> Consigne de travail
Rédigez la suite du texte biographique sur Robert Petit en reprenant juste après sa dernière phrase.

> Texte de lecture
+--

Sa famille est forcée de quitter Nancy pendant l’exode de 1940. Elle échoue en Ardèche, d'abord à Saint-Cirgues-en-Montagne puis à Saint-Privat avant la signature de l’armistice franco-allemand. De juillet 1941 à février 1942, Robert Petit appartient au groupement 13 des Chantiers de jeunesse de Cavaillon (Vaucluse). Contrairement à sa famille qui retourne à Nancy après plus de deux ans d'exil, il décide de rester en Ardèche, attiré par la lumière et les paysages de ce département. Après bien des difficultés dans sa recherche d'emploi (formation de peintre en vitraux d'église et quelques problèmes de santé), il devient agent d'assurances. Il est alors hébergé à "la Châtaigneraie" à Aubenas, véritable lieu de culture animé par les propriétaires Louise et Rose Chaussabel, institutrices de la Loire à la retraite et leur amie enseignante et musicienne, Eugénie Gagnaire. Il y rencontre quelques personnes qui développent chez lui de nouvelles valeurs humanistes et laïques, très différentes de son héritage familial.

+--

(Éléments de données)

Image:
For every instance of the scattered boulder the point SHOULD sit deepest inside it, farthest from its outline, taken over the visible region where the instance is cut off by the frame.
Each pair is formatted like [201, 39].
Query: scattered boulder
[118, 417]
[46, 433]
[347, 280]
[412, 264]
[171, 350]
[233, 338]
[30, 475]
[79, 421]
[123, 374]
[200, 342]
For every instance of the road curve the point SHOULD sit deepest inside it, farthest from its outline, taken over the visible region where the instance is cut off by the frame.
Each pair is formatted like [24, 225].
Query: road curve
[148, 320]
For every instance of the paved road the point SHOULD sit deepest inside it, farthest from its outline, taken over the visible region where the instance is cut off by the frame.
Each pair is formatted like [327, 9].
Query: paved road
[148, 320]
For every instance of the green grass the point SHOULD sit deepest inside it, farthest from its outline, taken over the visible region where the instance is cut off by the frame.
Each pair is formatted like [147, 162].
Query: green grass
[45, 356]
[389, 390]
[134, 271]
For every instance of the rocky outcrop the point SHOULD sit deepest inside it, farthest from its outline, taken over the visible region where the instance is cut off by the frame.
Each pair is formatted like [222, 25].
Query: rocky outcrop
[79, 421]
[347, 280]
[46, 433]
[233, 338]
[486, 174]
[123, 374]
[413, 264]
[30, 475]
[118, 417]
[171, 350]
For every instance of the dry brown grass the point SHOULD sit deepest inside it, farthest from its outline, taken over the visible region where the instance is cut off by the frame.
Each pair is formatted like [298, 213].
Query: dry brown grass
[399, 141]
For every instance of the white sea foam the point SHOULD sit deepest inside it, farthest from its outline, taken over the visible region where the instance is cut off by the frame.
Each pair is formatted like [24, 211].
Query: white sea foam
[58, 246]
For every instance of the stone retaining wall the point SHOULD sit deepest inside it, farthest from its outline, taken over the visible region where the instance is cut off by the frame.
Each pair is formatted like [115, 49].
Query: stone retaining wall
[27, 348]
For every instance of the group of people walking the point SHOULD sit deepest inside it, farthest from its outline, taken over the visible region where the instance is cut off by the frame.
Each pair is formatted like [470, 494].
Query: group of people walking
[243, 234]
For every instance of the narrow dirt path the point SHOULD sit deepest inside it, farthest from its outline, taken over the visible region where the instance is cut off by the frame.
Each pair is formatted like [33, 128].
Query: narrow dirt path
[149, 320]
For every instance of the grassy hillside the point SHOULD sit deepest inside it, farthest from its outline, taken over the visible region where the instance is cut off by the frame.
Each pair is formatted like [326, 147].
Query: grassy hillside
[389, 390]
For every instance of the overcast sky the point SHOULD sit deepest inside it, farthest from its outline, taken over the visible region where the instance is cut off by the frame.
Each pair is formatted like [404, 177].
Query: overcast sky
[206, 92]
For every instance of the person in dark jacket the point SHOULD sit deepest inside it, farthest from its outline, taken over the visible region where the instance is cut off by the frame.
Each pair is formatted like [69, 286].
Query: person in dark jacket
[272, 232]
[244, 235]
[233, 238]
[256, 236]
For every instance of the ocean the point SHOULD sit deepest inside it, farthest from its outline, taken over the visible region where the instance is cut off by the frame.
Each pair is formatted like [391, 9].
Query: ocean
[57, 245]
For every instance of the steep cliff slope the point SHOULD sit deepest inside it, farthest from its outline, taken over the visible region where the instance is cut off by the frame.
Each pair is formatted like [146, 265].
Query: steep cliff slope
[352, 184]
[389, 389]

+--

> Résultat de la tâche
Une première exposition de ses dessins à la plume est présentée à Vals-les-Bains en août 1942. Suite à la mise en place du Service du Travail Obligatoire (STO), après avoir été recensé et avoir passé la visite médicale le 4 mars 1943, il entre en clandestinité dès le lendemain. Il change souvent de cachette sur Aubenas : la Châtaigneraie mais aussi Saint-Louis-de-Ferrières, voire l'Immaculée Conception, maisons des frères maristes. Lorsque le danger se précise, il rejoint le plateau ardéchois et ses fermes-refuges, comme celle de «la Grande Borie», près de la Chartreuse de Bonnefoy sur le plateau ardéchois et prend comme nom de résistant «Lorraine» en référence à sa région natale, fortement marquée par les rapports conflictuels entre la France et l'Allemagne.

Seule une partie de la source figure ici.